EXERCISE
Would you write out all the records again, exactly?

(Dataset entries)
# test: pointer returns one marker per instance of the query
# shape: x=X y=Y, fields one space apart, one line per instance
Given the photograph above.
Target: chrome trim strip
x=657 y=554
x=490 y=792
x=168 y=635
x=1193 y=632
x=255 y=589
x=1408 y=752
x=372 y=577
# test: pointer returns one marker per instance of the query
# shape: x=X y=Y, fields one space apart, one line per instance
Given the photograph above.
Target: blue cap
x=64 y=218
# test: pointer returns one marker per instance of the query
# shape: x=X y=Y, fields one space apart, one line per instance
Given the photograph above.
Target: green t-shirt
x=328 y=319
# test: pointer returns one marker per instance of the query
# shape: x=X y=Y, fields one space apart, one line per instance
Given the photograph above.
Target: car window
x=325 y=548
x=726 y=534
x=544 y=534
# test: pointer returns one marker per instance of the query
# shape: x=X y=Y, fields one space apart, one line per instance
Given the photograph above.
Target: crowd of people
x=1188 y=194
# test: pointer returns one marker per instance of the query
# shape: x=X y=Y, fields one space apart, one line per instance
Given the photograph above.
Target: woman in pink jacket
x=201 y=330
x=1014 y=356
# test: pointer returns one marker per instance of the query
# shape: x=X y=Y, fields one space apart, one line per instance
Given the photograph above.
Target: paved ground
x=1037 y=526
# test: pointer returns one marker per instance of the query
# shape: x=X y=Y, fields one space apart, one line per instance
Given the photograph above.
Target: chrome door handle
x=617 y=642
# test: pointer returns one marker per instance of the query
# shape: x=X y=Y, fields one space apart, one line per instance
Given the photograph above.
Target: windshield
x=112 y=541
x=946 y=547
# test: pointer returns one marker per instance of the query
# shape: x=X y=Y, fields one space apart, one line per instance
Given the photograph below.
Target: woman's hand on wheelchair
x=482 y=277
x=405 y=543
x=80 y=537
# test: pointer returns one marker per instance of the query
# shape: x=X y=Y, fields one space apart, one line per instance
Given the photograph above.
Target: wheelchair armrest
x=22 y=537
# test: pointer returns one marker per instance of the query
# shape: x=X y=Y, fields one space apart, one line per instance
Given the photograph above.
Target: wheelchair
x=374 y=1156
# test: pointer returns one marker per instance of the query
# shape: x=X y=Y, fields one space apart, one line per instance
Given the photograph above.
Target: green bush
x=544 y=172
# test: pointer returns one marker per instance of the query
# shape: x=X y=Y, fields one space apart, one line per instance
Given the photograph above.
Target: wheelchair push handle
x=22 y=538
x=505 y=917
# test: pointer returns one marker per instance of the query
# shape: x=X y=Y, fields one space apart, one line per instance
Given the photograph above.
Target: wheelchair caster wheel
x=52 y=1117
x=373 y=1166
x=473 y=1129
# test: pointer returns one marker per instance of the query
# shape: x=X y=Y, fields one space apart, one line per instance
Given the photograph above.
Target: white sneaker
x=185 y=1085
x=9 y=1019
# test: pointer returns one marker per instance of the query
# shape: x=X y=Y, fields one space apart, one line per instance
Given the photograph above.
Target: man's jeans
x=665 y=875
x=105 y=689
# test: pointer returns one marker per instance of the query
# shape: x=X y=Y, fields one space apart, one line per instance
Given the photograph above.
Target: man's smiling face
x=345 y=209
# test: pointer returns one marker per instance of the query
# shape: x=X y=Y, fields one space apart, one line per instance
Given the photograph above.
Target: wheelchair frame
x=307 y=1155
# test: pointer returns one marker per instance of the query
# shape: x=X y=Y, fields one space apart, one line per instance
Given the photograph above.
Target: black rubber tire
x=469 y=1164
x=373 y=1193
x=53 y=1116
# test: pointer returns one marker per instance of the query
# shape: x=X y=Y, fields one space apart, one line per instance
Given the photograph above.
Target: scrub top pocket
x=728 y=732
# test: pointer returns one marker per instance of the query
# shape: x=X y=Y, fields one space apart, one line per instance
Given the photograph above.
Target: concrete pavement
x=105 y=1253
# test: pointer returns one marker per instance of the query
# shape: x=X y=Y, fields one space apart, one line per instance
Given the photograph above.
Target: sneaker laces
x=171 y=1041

RESPONSE AREA
# test: pointer returns one marker per instance of the query
# shape: x=X y=Y, fields one space apart, one line per instance
Given the photograph above.
Target: chrome trim strip
x=657 y=554
x=490 y=792
x=168 y=635
x=1193 y=632
x=255 y=589
x=1408 y=752
x=372 y=577
# test: pointer returns one marker per instance of the query
# shape: x=X y=Y, fields one space apart, one line per instance
Given the photograph above.
Target: blue cap
x=64 y=218
# test: pointer returns one marker per instance of the query
# shape: x=X y=Y, fields one space apart, one line per instance
Given the photograph above.
Target: green t-shirt
x=328 y=319
# test: pointer returns one marker per instance of the query
# shape: x=X y=Y, fields one space apart, one line per instance
Given the photograph above.
Target: car window
x=325 y=548
x=726 y=534
x=544 y=534
# test: pointer returns one marker per instance of the query
# shape: x=X y=Y, fields one space apart, one line per instance
Given the photograph above.
Target: crowd of people
x=1188 y=194
# test: pointer returns one marker per instance of the query
# shape: x=X y=Y, fields one space apart, one line per instance
Given the photograph above.
Target: woman in pink jacket
x=201 y=330
x=1014 y=356
# test: pointer returns one marker per instance of the query
# shape: x=X y=Y, fields one space apart, one line per instance
Given the photograph above.
Target: paved ground
x=1037 y=526
# test: pointer returns one marker per instance of the query
# shape: x=X y=Y, fields one space apart, one line per instance
Given the photograph above.
Target: chrome door handle
x=617 y=642
# test: pointer returns one marker per instance of the query
# shape: x=X y=Y, fields one space apart, one line per instance
Given the photograph above.
Target: windshield
x=112 y=541
x=946 y=547
# test: pointer returns one marker per instance of the query
# shape: x=X y=Y, fields one space apart, one line per instance
Given the photograph below.
Target: woman's hand on wheelchair
x=482 y=277
x=405 y=543
x=80 y=537
# test: pointer returns one marker per instance of the query
# shape: x=X y=Y, fields one space apart, one line per instance
Given the photograph above.
Target: wheelchair armrest
x=22 y=537
# test: pointer returns one marker per instance of the query
# shape: x=X y=Y, fields one space apart, one line per instance
Given the photograph above.
Target: wheelchair
x=374 y=1156
# test: pointer returns one marker per instance of the query
# shape: x=X y=Y, fields one space apart, one line per instance
Given the photograph above.
Target: green bush
x=544 y=172
# test: pointer returns one marker per instance of the query
# shape: x=X y=Y, fields one space apart, one line per instance
Given the photograph above.
Target: wheelchair push handle
x=22 y=538
x=505 y=917
# test: pointer returns one marker per instance of the query
# shape: x=X y=Y, fields one space apart, one line per instance
Given the photograph above.
Target: wheelchair caster wheel
x=52 y=1117
x=373 y=1166
x=473 y=1129
# test: pointer returns one marker per instance of the query
# shape: x=X y=Y, fields one space apart, one line per instance
Given the photograph above.
Target: white sneaker
x=185 y=1085
x=9 y=1019
# test: pointer returns one marker per instance of the query
# shape: x=X y=Y, fields one space apart, one line per instance
Given the photograph above.
Target: man's jeans
x=665 y=875
x=105 y=689
# test: pointer returns one marker per instance of the query
# shape: x=X y=Y, fields one space apart, one line per instance
Given the photograph above.
Target: man's smiling face
x=345 y=209
# test: pointer returns one marker per instance of the query
# shape: x=X y=Y, fields one space apart, one line per instance
Given the photograph above.
Target: wheelchair frame
x=307 y=1155
# test: pointer returns one marker per instance of the query
# shape: x=X y=Y, fields one space apart, one line per instance
Given the photograph above.
Target: black rubber tire
x=469 y=1164
x=373 y=1193
x=53 y=1116
# test: pointer returns one marker per instance of the query
# shape: x=X y=Y, fields one space apart, one line per instance
Given the photograph above.
Target: scrub top pocket
x=728 y=732
# test: pointer returns one marker per instance of the query
# shape: x=X y=Y, fields one space apart, one line per instance
Given the photograph above.
Target: concrete pavement
x=105 y=1253
# test: pointer returns one marker per instance of the query
# shape: x=X y=Y, fields one space apart, one line per instance
Given the photograph above.
Target: sneaker laces
x=171 y=1041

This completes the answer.